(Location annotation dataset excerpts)
BEGIN
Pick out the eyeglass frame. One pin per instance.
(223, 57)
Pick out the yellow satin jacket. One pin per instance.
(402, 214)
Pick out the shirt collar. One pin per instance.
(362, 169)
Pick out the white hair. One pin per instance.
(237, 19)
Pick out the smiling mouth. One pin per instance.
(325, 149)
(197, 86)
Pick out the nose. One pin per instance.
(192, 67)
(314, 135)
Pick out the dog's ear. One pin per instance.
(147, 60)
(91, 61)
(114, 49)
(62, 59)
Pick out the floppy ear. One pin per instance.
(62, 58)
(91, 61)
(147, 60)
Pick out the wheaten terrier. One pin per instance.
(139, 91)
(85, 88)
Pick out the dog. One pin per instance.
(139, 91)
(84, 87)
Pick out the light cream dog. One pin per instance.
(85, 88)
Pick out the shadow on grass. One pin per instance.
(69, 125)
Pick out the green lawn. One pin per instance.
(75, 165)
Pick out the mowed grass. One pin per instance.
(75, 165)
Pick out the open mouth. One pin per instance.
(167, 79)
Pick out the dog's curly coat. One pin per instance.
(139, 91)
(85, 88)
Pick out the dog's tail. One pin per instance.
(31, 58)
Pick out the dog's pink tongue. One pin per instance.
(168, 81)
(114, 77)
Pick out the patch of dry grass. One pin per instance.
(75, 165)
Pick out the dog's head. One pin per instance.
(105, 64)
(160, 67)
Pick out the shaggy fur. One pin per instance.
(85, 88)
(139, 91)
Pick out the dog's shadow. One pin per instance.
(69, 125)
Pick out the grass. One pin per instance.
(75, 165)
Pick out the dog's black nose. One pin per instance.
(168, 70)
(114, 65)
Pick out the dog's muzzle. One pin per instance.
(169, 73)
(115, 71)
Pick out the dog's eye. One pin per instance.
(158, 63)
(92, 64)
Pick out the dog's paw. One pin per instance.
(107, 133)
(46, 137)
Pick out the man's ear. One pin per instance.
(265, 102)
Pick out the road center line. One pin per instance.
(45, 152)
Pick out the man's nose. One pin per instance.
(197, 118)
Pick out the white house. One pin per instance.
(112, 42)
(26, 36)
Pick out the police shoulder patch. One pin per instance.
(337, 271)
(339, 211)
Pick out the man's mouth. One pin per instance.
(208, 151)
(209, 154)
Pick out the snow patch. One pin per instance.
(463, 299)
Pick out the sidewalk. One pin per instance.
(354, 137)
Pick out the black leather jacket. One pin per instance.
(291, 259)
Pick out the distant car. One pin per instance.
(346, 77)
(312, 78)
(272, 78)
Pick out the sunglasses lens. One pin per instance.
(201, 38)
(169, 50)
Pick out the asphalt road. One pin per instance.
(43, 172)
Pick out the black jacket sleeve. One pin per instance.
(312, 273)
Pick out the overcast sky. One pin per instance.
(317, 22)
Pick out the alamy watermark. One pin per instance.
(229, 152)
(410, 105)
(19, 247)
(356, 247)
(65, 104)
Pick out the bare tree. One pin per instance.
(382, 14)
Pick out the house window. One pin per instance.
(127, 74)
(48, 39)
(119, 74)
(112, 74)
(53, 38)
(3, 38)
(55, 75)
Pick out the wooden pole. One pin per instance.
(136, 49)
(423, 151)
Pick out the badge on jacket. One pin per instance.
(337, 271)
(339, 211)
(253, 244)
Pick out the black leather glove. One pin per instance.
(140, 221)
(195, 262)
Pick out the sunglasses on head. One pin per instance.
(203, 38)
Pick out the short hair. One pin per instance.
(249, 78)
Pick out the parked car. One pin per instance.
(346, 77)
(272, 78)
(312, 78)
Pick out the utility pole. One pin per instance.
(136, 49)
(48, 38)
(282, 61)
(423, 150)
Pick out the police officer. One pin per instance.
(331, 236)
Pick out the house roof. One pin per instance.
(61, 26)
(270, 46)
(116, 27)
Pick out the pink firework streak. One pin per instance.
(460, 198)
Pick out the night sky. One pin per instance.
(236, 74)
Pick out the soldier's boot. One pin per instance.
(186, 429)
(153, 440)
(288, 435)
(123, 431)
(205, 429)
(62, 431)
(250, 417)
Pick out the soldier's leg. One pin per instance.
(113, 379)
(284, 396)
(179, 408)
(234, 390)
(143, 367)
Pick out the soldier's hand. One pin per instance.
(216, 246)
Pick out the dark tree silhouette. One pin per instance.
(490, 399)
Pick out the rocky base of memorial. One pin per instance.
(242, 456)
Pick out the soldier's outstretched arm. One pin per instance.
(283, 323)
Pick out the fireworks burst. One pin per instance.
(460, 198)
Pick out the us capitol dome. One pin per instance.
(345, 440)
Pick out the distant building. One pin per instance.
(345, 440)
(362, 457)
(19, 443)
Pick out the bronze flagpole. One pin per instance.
END
Stated goal:
Rewrite all of the material above, substituting "One point per instance" for every occurrence of "One pin per instance". Leave everything else unchanged.

Result:
Pick out the eyeglass frame. One point per instance.
(223, 57)
Pick out the yellow satin jacket. One point per instance.
(402, 214)
Pick out the shirt collar. One point per instance.
(362, 169)
Pick out the white hair. One point per instance.
(237, 19)
Pick out the smiling mouth. One point per instance.
(325, 149)
(197, 86)
Pick out the nose. One point per instance.
(192, 67)
(314, 135)
Pick out the dog's ear. One point per instance.
(147, 60)
(91, 61)
(114, 49)
(62, 59)
Pick out the floppy ear. One point per instance.
(62, 58)
(91, 61)
(147, 60)
Pick out the wheaten terrier. One point per instance.
(139, 91)
(85, 88)
Pick out the dog. One point per instance.
(139, 91)
(84, 87)
Pick out the light cream dog. One point per instance.
(85, 88)
Pick out the shadow on grass. One point per instance.
(69, 125)
Pick out the green lawn. One point per instance.
(75, 165)
Pick out the mowed grass. One point per instance.
(75, 165)
Pick out the open mouth. One point per instance.
(167, 79)
Pick out the dog's curly coat. One point per instance.
(139, 91)
(85, 88)
Pick out the dog's tail. One point per instance.
(31, 58)
Pick out the dog's pink tongue. One point per instance.
(168, 81)
(114, 77)
Pick out the patch of dry grass. One point per instance.
(75, 165)
Pick out the dog's head. One point per instance.
(105, 64)
(160, 67)
Pick out the shaggy fur. One point per instance.
(85, 88)
(139, 91)
Pick out the dog's shadow. One point per instance.
(69, 125)
Pick out the grass. One point per instance.
(75, 165)
Pick out the dog's black nose. One point per instance.
(168, 70)
(114, 65)
Pick out the dog's muzzle. One point per instance.
(169, 73)
(115, 71)
Pick out the dog's eye. One point per instance.
(158, 63)
(92, 64)
Pick out the dog's paw. One point per instance.
(107, 133)
(46, 137)
Pick out the man's ear. One point per instance.
(265, 102)
Pick out the road center line. One point per instance.
(45, 152)
Pick out the man's nose. One point per instance.
(197, 118)
Pick out the white house. One point per instance.
(112, 42)
(26, 36)
Pick out the police shoulder patch. One point per instance.
(337, 271)
(339, 211)
Pick out the man's mouth. One point per instance.
(208, 151)
(209, 154)
Pick out the snow patch. One point per instance.
(463, 299)
Pick out the sidewalk. One point per instance.
(354, 137)
Pick out the black leather jacket. One point per instance.
(291, 259)
Pick out the distant car. One point per instance.
(346, 77)
(312, 78)
(272, 78)
Pick out the sunglasses lens. One point per instance.
(201, 38)
(169, 50)
Pick out the asphalt road. One point per instance.
(43, 172)
Pick out the black jacket sleeve. One point per instance.
(312, 273)
Pick out the overcast sky. One point per instance.
(317, 22)
Pick out the alamy watermark. One point per instance.
(229, 152)
(410, 105)
(19, 247)
(356, 247)
(65, 104)
Pick out the bare tree. One point per instance.
(382, 14)
Pick out the house window. One point per instance.
(127, 74)
(48, 39)
(119, 74)
(112, 74)
(53, 38)
(3, 38)
(55, 75)
Pick out the wooden pole. One point per instance.
(136, 49)
(423, 151)
Pick out the badge on jacket. One point per instance.
(337, 271)
(339, 211)
(253, 244)
Pick out the black leather glove. One point per instance.
(140, 221)
(195, 262)
Pick out the sunglasses on head. One point per instance.
(203, 38)
Pick out the short hair. One point per instance.
(249, 78)
Pick out the parked car. One point per instance.
(346, 77)
(272, 78)
(312, 78)
Pick out the utility pole. One point per instance.
(136, 49)
(48, 38)
(282, 61)
(423, 150)
Pick out the police officer. One point per instance.
(331, 236)
Pick out the house roof. One point per instance.
(61, 26)
(270, 46)
(116, 27)
Pick out the pink firework streak. One point per instance.
(460, 198)
Pick out the night sky. One point per instance.
(236, 74)
Pick out the soldier's boot. One point per instance.
(186, 429)
(153, 440)
(288, 435)
(123, 431)
(205, 429)
(62, 431)
(250, 417)
Pick out the soldier's leg. One point per instance.
(113, 379)
(284, 396)
(179, 408)
(234, 390)
(143, 367)
Pick out the soldier's hand. One point per instance.
(216, 246)
Pick out the dark tree silhouette. One point per instance.
(490, 399)
Pick out the rocky base of memorial. One point per instance.
(242, 456)
Pick out the soldier's outstretched arm. One point per instance.
(283, 323)
Pick out the fireworks burst. One point per instance.
(460, 198)
Pick out the us capitol dome. One point per instance.
(345, 440)
Pick out the distant building. One point per instance.
(345, 440)
(362, 457)
(19, 443)
Pick out the bronze flagpole. One point per instance.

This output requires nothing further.